» **Goal of the exercise**
Return the listing below word for word.

(Provided data Opens)

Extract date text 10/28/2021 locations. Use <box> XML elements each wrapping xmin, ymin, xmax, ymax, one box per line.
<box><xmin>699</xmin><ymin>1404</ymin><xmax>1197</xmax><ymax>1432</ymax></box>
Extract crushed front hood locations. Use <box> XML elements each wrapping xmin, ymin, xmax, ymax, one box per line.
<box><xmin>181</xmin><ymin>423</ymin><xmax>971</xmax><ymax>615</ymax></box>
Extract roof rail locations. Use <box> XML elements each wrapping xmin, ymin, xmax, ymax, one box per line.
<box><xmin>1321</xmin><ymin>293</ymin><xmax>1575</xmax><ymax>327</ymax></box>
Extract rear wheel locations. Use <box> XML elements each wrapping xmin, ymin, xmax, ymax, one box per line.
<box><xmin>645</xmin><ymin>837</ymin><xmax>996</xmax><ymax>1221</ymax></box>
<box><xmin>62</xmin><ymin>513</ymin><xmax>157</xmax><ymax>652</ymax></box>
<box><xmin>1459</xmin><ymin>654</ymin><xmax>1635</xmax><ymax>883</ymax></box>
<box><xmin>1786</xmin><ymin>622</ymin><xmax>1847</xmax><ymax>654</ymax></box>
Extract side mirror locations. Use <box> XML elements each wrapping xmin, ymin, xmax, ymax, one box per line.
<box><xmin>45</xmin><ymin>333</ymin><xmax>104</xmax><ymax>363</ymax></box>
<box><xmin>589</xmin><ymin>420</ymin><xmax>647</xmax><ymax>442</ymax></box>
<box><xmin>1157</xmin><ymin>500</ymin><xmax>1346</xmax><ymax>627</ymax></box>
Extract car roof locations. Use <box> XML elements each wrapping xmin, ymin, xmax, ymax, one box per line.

(Provided data Closes)

» **Result below**
Extract date text 10/28/2021 locations. Use <box> XML elements each wrapping xmin, ymin, xmax, ymax, one box per line.
<box><xmin>699</xmin><ymin>1404</ymin><xmax>1197</xmax><ymax>1432</ymax></box>
Extract crushed front hood locations. Use <box> XML elements each wrapping xmin, ymin, xmax, ymax, one box per line.
<box><xmin>181</xmin><ymin>423</ymin><xmax>971</xmax><ymax>615</ymax></box>
Extract roof rail locations. Use <box> XML elements each wrapping xmin, ymin, xmax, ymax, one box per line.
<box><xmin>1321</xmin><ymin>293</ymin><xmax>1575</xmax><ymax>327</ymax></box>
Extract rear wheel locations. Use <box> XML elements each wrapping xmin, ymin, xmax, ymax, one box per line.
<box><xmin>645</xmin><ymin>837</ymin><xmax>996</xmax><ymax>1221</ymax></box>
<box><xmin>62</xmin><ymin>513</ymin><xmax>157</xmax><ymax>652</ymax></box>
<box><xmin>1459</xmin><ymin>654</ymin><xmax>1635</xmax><ymax>883</ymax></box>
<box><xmin>1786</xmin><ymin>622</ymin><xmax>1847</xmax><ymax>654</ymax></box>
Extract side mirror locations. Use <box> XML elements each wrapping xmin, ymin, xmax, ymax, one box per line.
<box><xmin>45</xmin><ymin>333</ymin><xmax>104</xmax><ymax>363</ymax></box>
<box><xmin>589</xmin><ymin>420</ymin><xmax>647</xmax><ymax>442</ymax></box>
<box><xmin>1157</xmin><ymin>500</ymin><xmax>1346</xmax><ymax>627</ymax></box>
Extract car roof locations. Use <box> XML elements each wrapping xmin, ymin, xmax, ymax, one box per line.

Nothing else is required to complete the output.